Instructions to follow:
Reproduce every line of the data below without changing anything.

[Saved entries]
********************
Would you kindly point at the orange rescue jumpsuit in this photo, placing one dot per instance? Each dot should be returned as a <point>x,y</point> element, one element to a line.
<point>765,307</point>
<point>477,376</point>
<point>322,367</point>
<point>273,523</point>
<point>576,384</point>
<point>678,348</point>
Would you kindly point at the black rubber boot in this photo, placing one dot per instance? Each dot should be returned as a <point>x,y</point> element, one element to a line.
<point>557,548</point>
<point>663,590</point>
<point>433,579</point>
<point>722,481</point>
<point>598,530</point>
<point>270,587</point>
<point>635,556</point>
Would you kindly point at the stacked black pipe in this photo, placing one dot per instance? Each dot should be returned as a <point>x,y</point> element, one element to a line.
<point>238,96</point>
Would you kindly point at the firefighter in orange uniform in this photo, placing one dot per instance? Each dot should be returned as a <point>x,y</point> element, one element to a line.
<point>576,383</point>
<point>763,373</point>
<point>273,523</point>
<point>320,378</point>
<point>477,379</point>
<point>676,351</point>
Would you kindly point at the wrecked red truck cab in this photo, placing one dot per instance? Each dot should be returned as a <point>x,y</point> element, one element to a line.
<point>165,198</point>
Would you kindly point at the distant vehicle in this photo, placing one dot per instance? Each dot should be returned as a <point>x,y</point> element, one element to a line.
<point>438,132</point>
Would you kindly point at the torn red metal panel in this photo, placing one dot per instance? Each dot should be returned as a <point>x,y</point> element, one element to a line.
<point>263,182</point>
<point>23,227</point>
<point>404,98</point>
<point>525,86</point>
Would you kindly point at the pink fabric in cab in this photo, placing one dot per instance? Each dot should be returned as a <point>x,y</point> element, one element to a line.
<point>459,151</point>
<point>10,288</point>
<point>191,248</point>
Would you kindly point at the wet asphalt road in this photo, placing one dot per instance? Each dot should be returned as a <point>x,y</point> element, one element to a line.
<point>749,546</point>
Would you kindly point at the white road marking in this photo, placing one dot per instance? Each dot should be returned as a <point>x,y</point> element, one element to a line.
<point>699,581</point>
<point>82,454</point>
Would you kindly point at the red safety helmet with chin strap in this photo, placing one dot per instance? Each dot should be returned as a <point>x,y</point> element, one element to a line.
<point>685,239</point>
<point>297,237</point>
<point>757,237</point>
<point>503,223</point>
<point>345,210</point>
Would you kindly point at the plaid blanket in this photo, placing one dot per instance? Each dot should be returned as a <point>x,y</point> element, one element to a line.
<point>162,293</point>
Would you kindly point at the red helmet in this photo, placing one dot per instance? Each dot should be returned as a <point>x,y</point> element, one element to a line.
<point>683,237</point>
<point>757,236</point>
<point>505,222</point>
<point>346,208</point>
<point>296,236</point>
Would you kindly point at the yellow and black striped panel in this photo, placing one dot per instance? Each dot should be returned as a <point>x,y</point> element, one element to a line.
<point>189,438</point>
********************
Solved exercise:
Would you kindly point at the orange rescue jumpsuit in this photo, placing one dot per instance? Each dot should be returned as a <point>x,y</point> element, one element to a line.
<point>765,307</point>
<point>477,376</point>
<point>322,367</point>
<point>273,523</point>
<point>576,384</point>
<point>678,348</point>
Would you kindly point at the black rubber boot in this photo, placing one dot per instance? Each dot should be returned as a <point>x,y</point> element, one element to a line.
<point>557,548</point>
<point>663,590</point>
<point>433,579</point>
<point>722,481</point>
<point>598,530</point>
<point>270,587</point>
<point>635,556</point>
Would you kindly point at the stacked black pipe in this photo, placing one dot per instance? Each dot should be returned as a <point>x,y</point> element, one element to a line.
<point>238,96</point>
Would you kindly point at the firefighter in orange uniform in this photo, placing one dot per instance? Each dot should be returned as a <point>x,y</point> element, one element to a line.
<point>576,383</point>
<point>763,373</point>
<point>273,523</point>
<point>320,378</point>
<point>477,379</point>
<point>676,351</point>
Would you kindly point at the wrecked red truck cab in this photo, placing one dot per instance? Each dot should be returned as a <point>x,y</point> element, one element to a line.
<point>165,198</point>
Would you kindly point at the distant vehicle in this photo, placing one dot per instance? Each dot should be returned as a <point>x,y</point> element, one element to a line.
<point>438,132</point>
Would you kindly point at the torn red metal panel in this photo, placing one dot per instance? Each dot should be returned as a <point>x,y</point> element, one element to a line.
<point>263,182</point>
<point>23,227</point>
<point>404,98</point>
<point>525,86</point>
Would you kindly point at the pink fabric in cab in this photo, placing one dot per instance? Each dot should be returned as a <point>x,y</point> element, one element to a line.
<point>459,151</point>
<point>10,288</point>
<point>191,248</point>
Would you kindly point at the wet asphalt road in this photo, placing one dot per instance? Each dot should be returned as a <point>x,y</point> element, one element to a line.
<point>749,546</point>
Would you kindly point at the white road marking in this photo, placing one dot per instance? Each dot should be returned as a <point>x,y</point> element, one element to a line.
<point>699,581</point>
<point>82,454</point>
Would you kindly point at the red safety helmet with chin strap in this photo, placing one dot per instance? Each dot should be returned as a <point>x,y</point> element, one element to a line.
<point>685,239</point>
<point>297,237</point>
<point>757,237</point>
<point>503,223</point>
<point>345,210</point>
Would you kindly point at the plaid blanket in this photo, placing one dot per instance? Each dot should be returned as a <point>x,y</point> element, one element to a line.
<point>162,293</point>
Would you kindly point at the red helmet in this photo, placing one dot per instance? Each dot should be returned as a <point>x,y</point> element, one element to a line.
<point>683,237</point>
<point>757,236</point>
<point>505,222</point>
<point>346,208</point>
<point>296,236</point>
Would you kindly point at the yellow and black striped panel in this photo, placing one dot per instance? Each dot should be returned as a <point>x,y</point> element, one element to a line.
<point>189,438</point>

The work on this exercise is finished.